Thus, in addition to the family's personal circumstances and objectives, the method to be used will depend in large part on the type of property involved, whether it is to be held indefinitely or sold in the foreseeable future, and, of course, the transferor's (the seller's or annuitant's) cash flow desires. In light of the foregoing comments, the following is a brief analysis of the two most common types of property likely to be used in the plan: real estate and closely held business interests.

Income-producing or investment real estate

Ideally, the subject property would be debt-free or have very low debt to allow minimum (or no) cash payments to the seller (or the mortgagee) at the time of the transaction. Although either investment real estate (such as developable land) or income-producing real estate may be the subject property of an IFTDT/VUL plan, this part of the discussion illustrates how the idea may be used with income-producing real estate, and perhaps this is best demonstrated by an example.

### Task instructions
Reproduce the entire passage on choosing a property transfer method word for word, keeping its heading and paragraph breaks.

### Stored records

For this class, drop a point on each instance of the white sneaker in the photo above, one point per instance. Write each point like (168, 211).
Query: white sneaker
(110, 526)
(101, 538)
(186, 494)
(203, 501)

### The reply
Thus, in addition to the family's personal circumstances and objectives, the method to be used will depend in large part on the type of property involved, whether it is to be held indefinitely or sold in the foreseeable future, and, of course, the transferor's (the seller's or annuitant's) cash flow desires. In light of the foregoing comments, the following is a brief analysis of the two most common types of property likely to be used in the plan: real estate and closely held business interests.

Income-producing or investment real estate

Ideally, the subject property would be debt-free or have very low debt to allow minimum (or no) cash payments to the seller (or the mortgagee) at the time of the transaction. Although either investment real estate (such as developable land) or income-producing real estate may be the subject property of an IFTDT/VUL plan, this part of the discussion illustrates how the idea may be used with income-producing real estate, and perhaps this is best demonstrated by an example.